Entries from a dataset
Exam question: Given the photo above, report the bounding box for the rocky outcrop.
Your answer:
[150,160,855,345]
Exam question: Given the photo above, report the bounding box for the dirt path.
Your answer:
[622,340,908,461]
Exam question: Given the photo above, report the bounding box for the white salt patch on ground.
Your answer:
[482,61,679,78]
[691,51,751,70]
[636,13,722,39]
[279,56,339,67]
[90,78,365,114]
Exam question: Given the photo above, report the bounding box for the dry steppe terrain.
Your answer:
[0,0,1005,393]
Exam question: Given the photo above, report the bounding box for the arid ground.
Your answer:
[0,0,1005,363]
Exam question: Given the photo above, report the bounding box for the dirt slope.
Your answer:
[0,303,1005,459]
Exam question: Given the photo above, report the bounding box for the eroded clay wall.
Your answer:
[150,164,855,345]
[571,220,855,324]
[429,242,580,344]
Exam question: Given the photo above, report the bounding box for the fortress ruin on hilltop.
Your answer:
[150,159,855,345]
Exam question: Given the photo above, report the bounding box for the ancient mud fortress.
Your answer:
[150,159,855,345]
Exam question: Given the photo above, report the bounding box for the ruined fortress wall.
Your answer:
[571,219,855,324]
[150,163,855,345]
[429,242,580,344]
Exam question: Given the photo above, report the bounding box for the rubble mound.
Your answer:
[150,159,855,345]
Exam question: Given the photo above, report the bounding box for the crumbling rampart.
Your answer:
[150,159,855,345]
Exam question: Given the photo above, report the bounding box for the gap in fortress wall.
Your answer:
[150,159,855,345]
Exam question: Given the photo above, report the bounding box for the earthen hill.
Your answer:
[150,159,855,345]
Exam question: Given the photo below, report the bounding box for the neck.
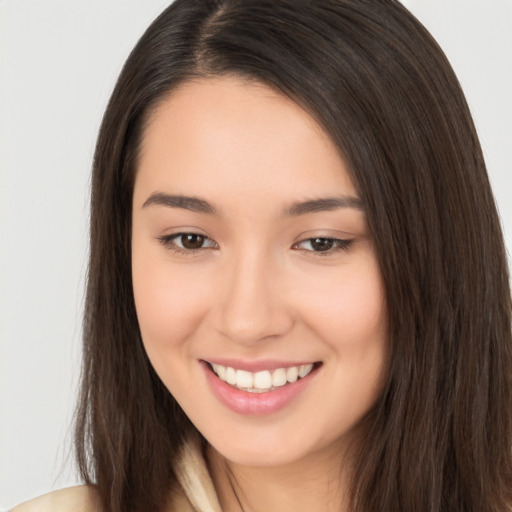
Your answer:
[207,446,349,512]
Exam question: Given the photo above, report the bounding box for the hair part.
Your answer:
[76,0,512,512]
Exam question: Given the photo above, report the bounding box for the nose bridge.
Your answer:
[219,245,291,344]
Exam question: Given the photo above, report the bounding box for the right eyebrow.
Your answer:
[142,192,219,215]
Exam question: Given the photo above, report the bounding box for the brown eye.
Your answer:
[158,233,218,253]
[180,233,206,250]
[311,238,335,252]
[293,236,352,254]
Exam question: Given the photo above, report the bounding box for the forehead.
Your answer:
[136,77,355,206]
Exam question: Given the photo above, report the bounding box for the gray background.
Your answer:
[0,0,512,510]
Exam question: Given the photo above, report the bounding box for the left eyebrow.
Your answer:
[142,192,218,215]
[284,196,364,217]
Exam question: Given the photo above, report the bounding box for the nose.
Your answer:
[217,248,293,345]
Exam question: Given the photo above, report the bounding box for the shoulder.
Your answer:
[11,485,100,512]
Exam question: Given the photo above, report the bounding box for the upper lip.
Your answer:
[203,357,318,372]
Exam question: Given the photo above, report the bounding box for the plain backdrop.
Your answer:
[0,0,512,510]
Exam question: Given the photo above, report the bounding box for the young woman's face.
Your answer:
[132,77,386,466]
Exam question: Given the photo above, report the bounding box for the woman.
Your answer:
[12,0,512,512]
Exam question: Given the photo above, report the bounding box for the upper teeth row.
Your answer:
[212,364,313,392]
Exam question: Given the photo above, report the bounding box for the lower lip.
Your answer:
[201,361,317,416]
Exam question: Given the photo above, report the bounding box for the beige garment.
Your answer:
[11,439,221,512]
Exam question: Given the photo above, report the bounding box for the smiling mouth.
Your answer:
[208,363,321,393]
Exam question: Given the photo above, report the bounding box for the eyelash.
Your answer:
[157,232,353,256]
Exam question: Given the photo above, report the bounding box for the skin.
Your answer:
[132,77,386,511]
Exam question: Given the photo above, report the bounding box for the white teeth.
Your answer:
[211,364,313,393]
[236,370,254,388]
[272,368,286,387]
[227,366,236,386]
[286,366,299,382]
[254,370,272,389]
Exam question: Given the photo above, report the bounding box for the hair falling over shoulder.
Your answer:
[76,0,512,512]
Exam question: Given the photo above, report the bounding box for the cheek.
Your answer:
[132,247,211,361]
[296,261,386,348]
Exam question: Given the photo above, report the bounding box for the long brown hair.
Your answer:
[76,0,512,512]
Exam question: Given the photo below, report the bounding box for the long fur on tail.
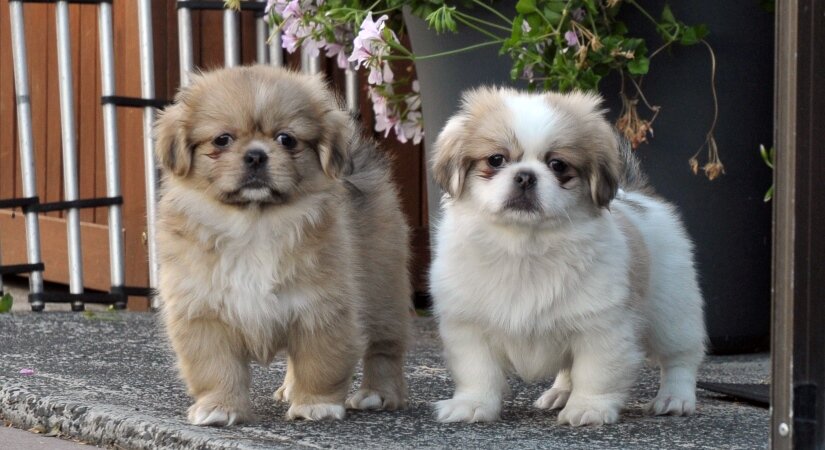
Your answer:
[616,133,653,194]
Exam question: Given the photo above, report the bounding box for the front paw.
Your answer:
[188,401,250,427]
[435,397,501,423]
[272,382,292,402]
[286,403,346,420]
[347,389,407,411]
[558,398,619,427]
[533,388,570,409]
[647,392,696,416]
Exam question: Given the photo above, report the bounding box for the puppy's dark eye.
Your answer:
[275,133,298,150]
[212,133,235,148]
[487,153,506,169]
[547,159,567,174]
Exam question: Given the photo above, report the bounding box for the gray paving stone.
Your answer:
[0,312,769,449]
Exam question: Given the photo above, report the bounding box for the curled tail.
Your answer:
[616,133,653,193]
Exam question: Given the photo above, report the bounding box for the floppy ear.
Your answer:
[588,134,621,208]
[318,109,354,178]
[432,117,467,198]
[153,102,192,177]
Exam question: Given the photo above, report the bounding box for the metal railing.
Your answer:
[0,0,359,311]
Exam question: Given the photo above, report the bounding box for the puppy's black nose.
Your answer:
[513,171,536,191]
[243,148,269,169]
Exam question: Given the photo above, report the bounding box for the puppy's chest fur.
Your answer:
[161,192,355,361]
[432,213,629,340]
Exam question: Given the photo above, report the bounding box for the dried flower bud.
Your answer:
[688,156,699,175]
[702,161,725,181]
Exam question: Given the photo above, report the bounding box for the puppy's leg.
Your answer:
[647,249,706,416]
[533,368,573,409]
[168,320,252,426]
[435,322,507,422]
[558,320,644,427]
[347,338,407,410]
[286,319,362,420]
[647,288,705,416]
[273,358,295,402]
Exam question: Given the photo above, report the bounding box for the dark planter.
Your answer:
[405,0,781,353]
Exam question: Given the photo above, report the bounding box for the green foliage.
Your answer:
[0,292,14,313]
[759,144,776,202]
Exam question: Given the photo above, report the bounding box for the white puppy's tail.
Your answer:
[616,133,653,193]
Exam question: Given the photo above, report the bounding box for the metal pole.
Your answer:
[178,8,195,87]
[138,0,160,309]
[269,27,284,67]
[301,49,321,75]
[9,1,44,311]
[55,0,84,311]
[98,2,126,309]
[344,63,361,117]
[223,8,241,67]
[255,0,269,64]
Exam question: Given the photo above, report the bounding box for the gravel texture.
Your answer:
[0,312,769,449]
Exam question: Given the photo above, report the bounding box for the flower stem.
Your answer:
[455,11,513,33]
[466,0,513,26]
[412,39,503,61]
[455,15,506,39]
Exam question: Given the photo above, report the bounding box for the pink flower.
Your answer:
[326,42,347,69]
[280,0,304,21]
[349,12,390,67]
[264,0,286,16]
[281,33,298,53]
[564,30,579,47]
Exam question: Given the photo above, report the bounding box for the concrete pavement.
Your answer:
[0,312,769,449]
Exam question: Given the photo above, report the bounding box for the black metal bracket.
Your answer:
[0,263,46,275]
[100,95,172,109]
[23,196,123,213]
[0,196,123,213]
[9,0,113,5]
[177,0,266,17]
[0,197,40,209]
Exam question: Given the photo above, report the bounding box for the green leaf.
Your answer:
[627,56,650,75]
[0,292,14,313]
[662,3,676,24]
[425,5,457,33]
[516,0,536,14]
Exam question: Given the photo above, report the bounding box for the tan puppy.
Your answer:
[155,66,411,426]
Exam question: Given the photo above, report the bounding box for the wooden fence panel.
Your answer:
[0,1,429,309]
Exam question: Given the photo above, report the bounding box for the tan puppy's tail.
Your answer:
[616,133,653,194]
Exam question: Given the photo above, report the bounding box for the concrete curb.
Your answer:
[0,384,268,450]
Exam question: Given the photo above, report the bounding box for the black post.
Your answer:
[771,0,825,449]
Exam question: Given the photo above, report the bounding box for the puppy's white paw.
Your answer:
[435,397,501,423]
[647,392,696,416]
[533,388,570,409]
[272,383,292,402]
[188,402,249,427]
[558,399,619,427]
[286,403,346,420]
[347,389,406,411]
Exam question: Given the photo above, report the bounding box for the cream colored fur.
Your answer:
[430,88,705,426]
[155,66,411,426]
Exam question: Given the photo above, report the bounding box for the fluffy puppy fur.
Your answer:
[431,88,705,426]
[155,66,411,426]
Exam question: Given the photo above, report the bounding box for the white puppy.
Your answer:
[431,88,706,426]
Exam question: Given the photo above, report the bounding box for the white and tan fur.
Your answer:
[430,88,706,426]
[155,66,411,426]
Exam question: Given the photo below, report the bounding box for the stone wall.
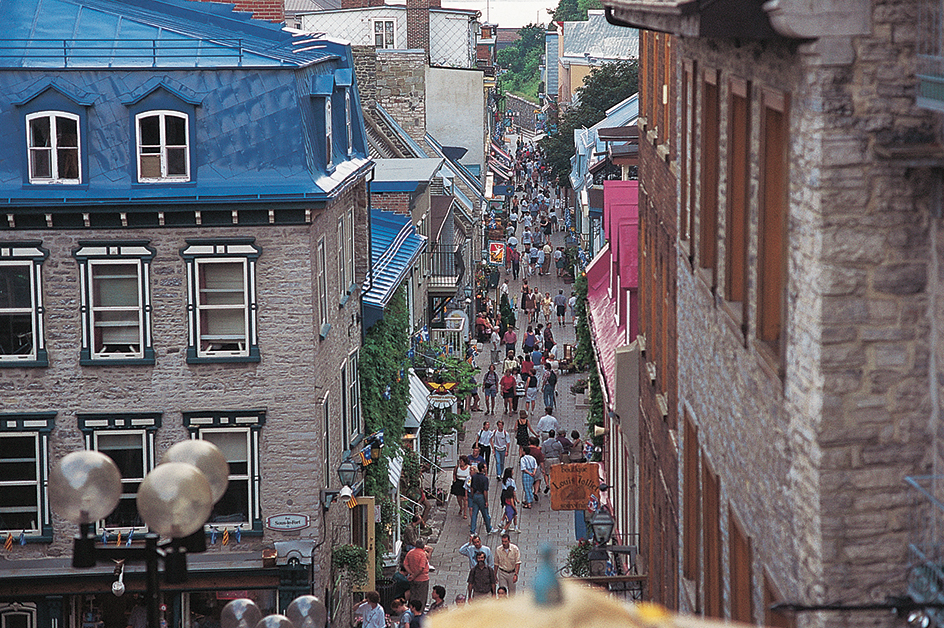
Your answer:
[678,8,941,626]
[0,183,366,588]
[374,50,426,143]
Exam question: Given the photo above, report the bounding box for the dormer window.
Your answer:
[26,111,82,184]
[325,95,334,169]
[135,111,190,183]
[344,90,354,157]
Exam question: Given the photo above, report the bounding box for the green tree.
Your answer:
[497,24,544,100]
[540,61,639,188]
[358,288,410,564]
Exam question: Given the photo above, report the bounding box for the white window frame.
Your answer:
[76,412,161,534]
[73,240,156,365]
[194,257,249,358]
[134,109,190,183]
[370,18,397,50]
[183,410,266,536]
[325,94,334,170]
[344,89,354,157]
[181,238,262,363]
[26,111,82,185]
[196,427,253,526]
[0,242,49,367]
[88,258,146,360]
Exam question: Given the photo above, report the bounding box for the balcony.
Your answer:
[905,475,944,626]
[426,245,465,296]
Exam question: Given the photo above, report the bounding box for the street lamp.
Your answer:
[49,440,229,628]
[587,507,615,576]
[321,454,360,512]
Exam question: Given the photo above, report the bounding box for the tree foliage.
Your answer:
[497,24,544,101]
[540,61,639,188]
[358,288,410,564]
[551,0,603,22]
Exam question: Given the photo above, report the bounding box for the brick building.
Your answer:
[605,0,944,626]
[0,0,373,628]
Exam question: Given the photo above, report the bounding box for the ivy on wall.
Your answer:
[574,273,605,461]
[358,288,410,564]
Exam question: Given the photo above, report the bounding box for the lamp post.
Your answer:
[587,507,615,576]
[49,440,229,628]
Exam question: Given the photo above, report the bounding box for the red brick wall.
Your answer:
[200,0,285,22]
[639,31,679,609]
[370,192,410,216]
[406,0,438,57]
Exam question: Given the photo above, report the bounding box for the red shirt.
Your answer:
[403,547,429,582]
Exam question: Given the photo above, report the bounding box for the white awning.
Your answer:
[403,369,429,430]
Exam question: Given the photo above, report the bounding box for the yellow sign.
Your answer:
[488,240,505,266]
[551,462,600,510]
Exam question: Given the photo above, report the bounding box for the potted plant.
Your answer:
[331,544,367,587]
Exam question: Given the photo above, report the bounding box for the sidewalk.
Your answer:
[430,177,587,605]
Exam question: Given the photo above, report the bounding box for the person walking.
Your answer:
[478,421,495,475]
[468,552,495,599]
[354,591,387,628]
[459,534,495,569]
[554,290,567,327]
[482,366,498,414]
[519,446,538,508]
[544,364,557,412]
[492,421,511,478]
[469,463,492,534]
[515,410,537,447]
[449,454,472,519]
[403,539,429,608]
[495,532,521,595]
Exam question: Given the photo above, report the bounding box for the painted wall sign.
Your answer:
[266,515,309,532]
[551,463,600,510]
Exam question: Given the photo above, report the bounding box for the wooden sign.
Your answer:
[551,462,600,510]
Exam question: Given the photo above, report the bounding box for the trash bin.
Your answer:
[375,578,393,613]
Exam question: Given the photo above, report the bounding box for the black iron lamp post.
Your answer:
[587,507,616,576]
[49,440,229,628]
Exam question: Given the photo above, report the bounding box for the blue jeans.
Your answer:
[494,449,505,477]
[521,471,534,504]
[469,493,492,534]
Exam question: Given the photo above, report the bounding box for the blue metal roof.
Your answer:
[0,0,336,68]
[0,0,371,212]
[363,209,426,327]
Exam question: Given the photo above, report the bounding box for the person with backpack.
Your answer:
[541,365,557,410]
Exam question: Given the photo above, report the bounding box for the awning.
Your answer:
[587,243,626,411]
[387,451,403,488]
[403,369,429,430]
[363,209,426,328]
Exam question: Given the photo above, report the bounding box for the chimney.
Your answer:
[191,0,285,24]
[406,0,430,56]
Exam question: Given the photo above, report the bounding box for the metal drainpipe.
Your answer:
[360,168,374,347]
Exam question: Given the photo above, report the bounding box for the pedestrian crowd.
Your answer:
[355,141,589,628]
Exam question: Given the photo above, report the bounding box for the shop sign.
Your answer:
[266,514,309,532]
[551,462,600,510]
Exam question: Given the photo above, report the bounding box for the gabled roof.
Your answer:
[363,209,426,327]
[371,158,443,192]
[561,10,639,61]
[0,0,332,68]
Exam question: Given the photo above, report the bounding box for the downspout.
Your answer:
[360,168,374,347]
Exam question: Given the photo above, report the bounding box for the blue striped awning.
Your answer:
[363,209,426,328]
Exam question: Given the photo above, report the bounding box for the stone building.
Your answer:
[0,0,373,628]
[604,0,944,626]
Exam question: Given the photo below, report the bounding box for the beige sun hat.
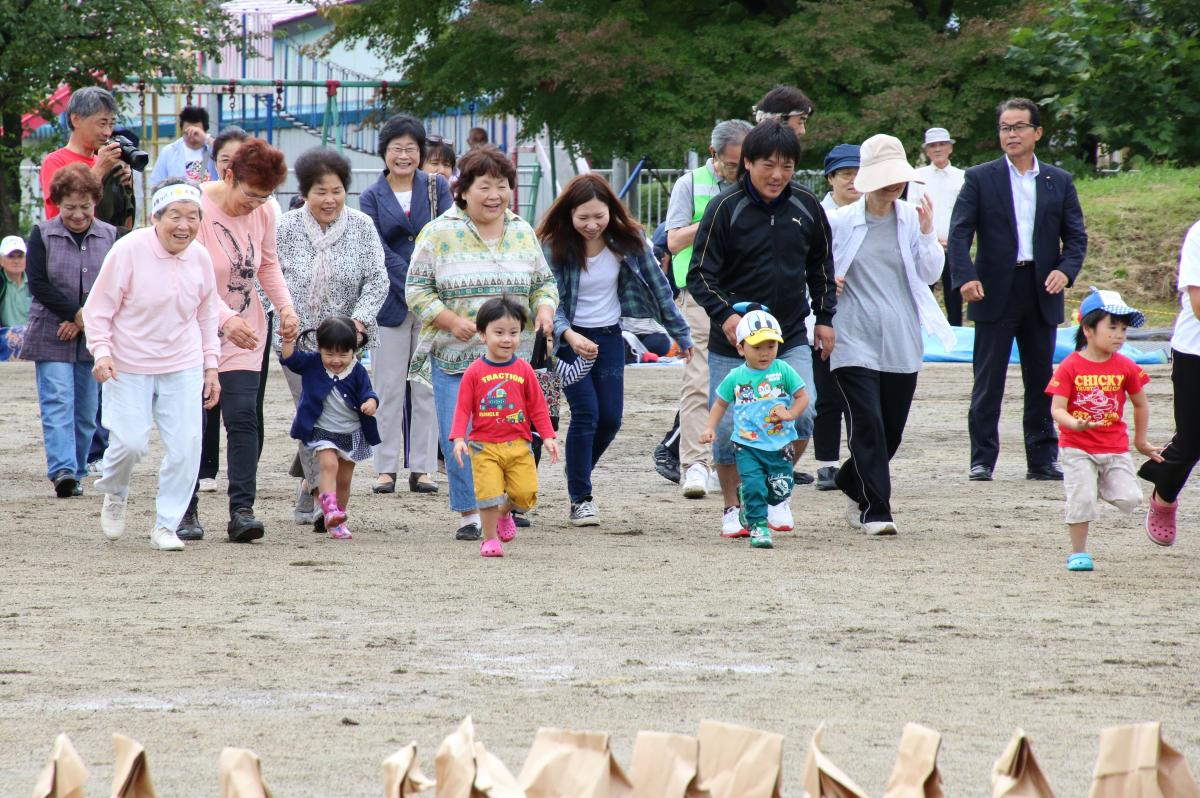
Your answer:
[854,133,925,194]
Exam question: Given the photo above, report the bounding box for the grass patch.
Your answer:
[1068,167,1200,326]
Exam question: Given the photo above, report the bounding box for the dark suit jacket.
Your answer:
[947,157,1087,326]
[359,169,454,326]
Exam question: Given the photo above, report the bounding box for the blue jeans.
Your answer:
[35,360,100,480]
[559,325,625,504]
[432,364,478,512]
[708,343,817,466]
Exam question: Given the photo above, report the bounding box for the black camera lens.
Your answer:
[113,136,150,172]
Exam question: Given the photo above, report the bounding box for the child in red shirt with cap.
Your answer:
[450,296,558,557]
[1046,288,1162,571]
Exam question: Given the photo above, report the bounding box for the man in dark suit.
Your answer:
[948,98,1087,481]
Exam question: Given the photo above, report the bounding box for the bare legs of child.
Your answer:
[317,449,354,540]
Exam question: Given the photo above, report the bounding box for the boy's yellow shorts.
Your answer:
[470,438,538,512]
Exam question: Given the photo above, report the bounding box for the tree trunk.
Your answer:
[0,109,24,235]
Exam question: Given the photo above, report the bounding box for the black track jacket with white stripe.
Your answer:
[688,175,838,358]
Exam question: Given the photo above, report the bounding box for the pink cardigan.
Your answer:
[83,227,221,374]
[196,182,292,372]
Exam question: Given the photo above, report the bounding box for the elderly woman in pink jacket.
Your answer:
[83,179,221,551]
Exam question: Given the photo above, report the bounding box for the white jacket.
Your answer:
[828,197,955,349]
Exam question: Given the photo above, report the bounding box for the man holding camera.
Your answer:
[38,86,137,235]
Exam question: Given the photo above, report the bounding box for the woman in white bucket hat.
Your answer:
[829,134,954,535]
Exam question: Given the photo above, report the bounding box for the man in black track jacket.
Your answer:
[688,120,838,534]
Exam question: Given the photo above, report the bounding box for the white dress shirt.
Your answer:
[908,163,966,241]
[1004,155,1040,260]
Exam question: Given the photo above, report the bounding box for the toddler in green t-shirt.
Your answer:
[700,310,809,548]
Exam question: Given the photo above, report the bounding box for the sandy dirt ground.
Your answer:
[0,364,1200,797]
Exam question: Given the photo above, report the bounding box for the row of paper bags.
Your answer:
[34,718,1200,798]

→ Exercise
Rewrite the entries from the line containing "for the balcony." through the line containing "[430,177,587,605]", replacing "Your answer" with "Response" and leaving everything else unchanged.

→ Reply
Exam question: Given the photo above, report the bounding box for the balcony.
Response:
[905,475,944,626]
[426,245,465,296]
Exam question: Given the photo above, report the bounding box for the street lamp.
Response:
[49,440,229,628]
[587,507,615,576]
[321,454,360,512]
Exam question: Given the photo above, report the bounding box for the tree foliage.
Response:
[497,24,544,101]
[540,61,639,188]
[358,288,410,564]
[551,0,603,22]
Exam question: Given the photo above, report the bounding box for the brick building.
Response:
[605,0,944,626]
[0,0,373,628]
Exam question: Given the photo above, report the bounding box for the ivy on wall.
Response:
[574,273,605,461]
[358,288,410,564]
Exam question: Given the photo above, report the bounding box for the lamp post.
Response:
[587,507,615,576]
[49,440,229,628]
Exam question: Given the photo above, report the bounding box for the red brick wall.
Response:
[200,0,285,22]
[639,31,679,609]
[370,192,410,216]
[406,0,438,57]
Exam question: Given the photo above, report the bounding box for the red shirt.
Response:
[403,547,429,582]
Exam question: Given the photo above, report the bounding box for the white awning.
Response:
[403,369,429,430]
Exam question: Given the photo above, report the bounding box for the yellow sign.
Response:
[488,240,505,266]
[551,462,600,510]
Exam question: Given the photo above, report the bounding box for the potted plant.
Response:
[331,544,367,587]
Exam question: Given the photo above, report the bounding box for the sidewalk.
Response:
[430,177,587,605]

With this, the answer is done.